(Beginning of INFORMATION SUPPLIED)

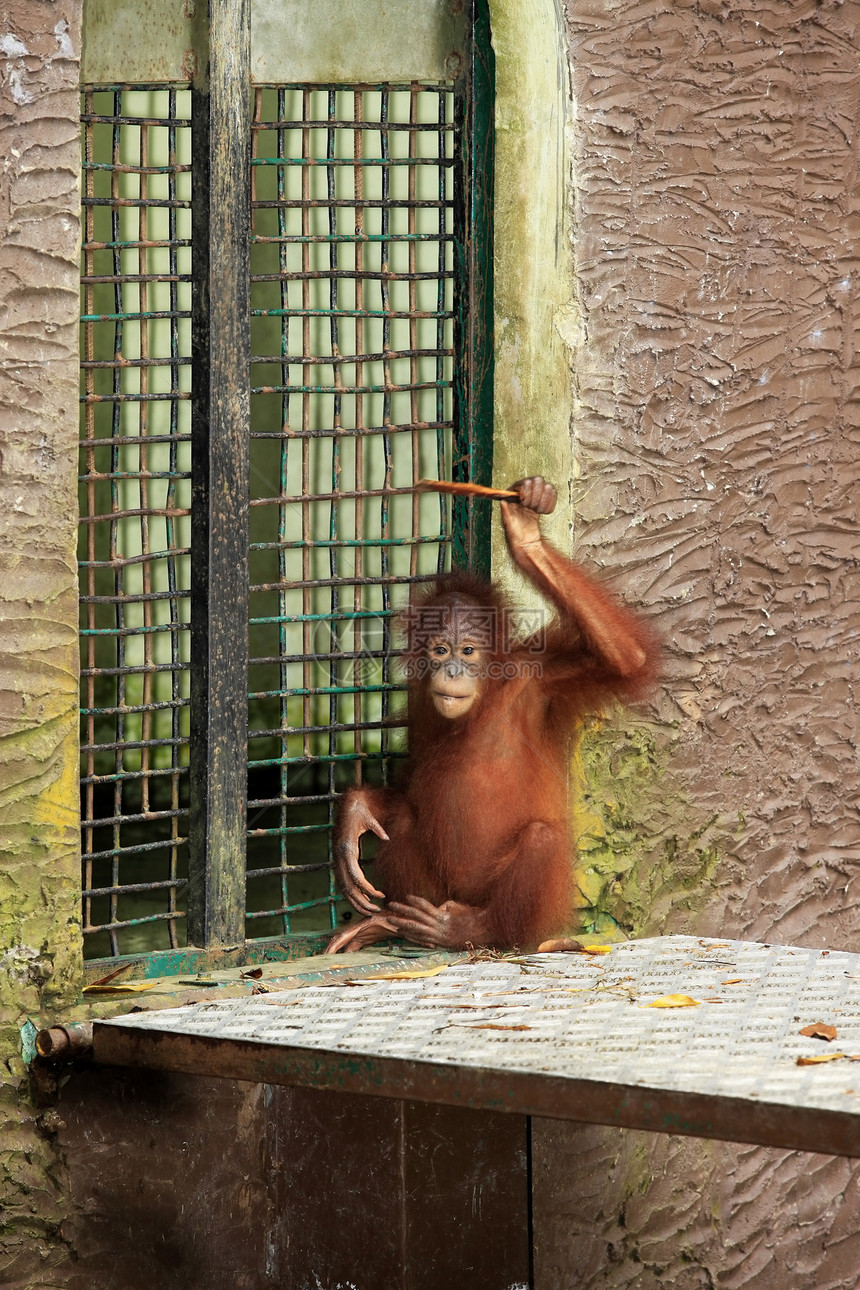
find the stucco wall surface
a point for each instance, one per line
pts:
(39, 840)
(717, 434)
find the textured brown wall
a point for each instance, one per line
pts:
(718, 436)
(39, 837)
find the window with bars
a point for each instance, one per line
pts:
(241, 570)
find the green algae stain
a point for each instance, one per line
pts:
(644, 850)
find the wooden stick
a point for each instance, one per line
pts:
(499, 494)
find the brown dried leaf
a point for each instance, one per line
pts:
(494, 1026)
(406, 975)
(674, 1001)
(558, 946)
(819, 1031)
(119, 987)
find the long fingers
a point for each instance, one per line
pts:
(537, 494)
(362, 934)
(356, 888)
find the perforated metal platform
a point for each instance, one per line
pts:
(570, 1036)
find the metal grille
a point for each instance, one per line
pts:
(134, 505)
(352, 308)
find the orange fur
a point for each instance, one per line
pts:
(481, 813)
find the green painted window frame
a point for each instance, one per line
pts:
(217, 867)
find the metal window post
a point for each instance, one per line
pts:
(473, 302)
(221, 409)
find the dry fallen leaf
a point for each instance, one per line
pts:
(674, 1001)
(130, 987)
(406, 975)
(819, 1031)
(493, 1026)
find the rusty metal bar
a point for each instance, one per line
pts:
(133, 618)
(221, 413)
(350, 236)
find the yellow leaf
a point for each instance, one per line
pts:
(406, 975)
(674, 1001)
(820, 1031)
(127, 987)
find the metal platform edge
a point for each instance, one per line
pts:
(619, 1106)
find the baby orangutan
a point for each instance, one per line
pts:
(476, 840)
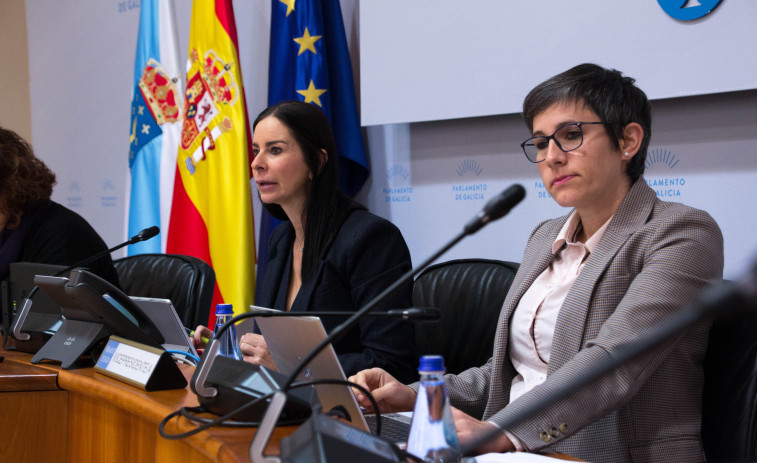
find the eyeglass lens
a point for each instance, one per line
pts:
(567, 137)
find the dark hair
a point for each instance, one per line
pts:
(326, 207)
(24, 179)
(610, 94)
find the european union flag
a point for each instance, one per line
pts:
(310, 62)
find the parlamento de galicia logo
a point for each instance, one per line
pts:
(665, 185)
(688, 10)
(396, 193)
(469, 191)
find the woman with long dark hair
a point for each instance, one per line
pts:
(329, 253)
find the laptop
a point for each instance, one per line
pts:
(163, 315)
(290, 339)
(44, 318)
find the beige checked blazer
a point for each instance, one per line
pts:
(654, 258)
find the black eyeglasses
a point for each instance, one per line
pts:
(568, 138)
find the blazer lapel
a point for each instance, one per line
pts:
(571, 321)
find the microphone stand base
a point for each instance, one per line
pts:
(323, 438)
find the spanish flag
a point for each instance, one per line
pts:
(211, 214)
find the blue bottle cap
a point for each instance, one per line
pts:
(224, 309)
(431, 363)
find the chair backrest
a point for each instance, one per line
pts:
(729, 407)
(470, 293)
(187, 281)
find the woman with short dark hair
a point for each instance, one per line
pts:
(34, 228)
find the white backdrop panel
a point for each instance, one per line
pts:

(End of INFORMATION SUPPLIED)

▶ [ACTIVITY]: Reproduce each line of the material that mentions "long".

▶ [REPLY TO THE EXERCISE]:
find the long fingers
find the woman with long dark hair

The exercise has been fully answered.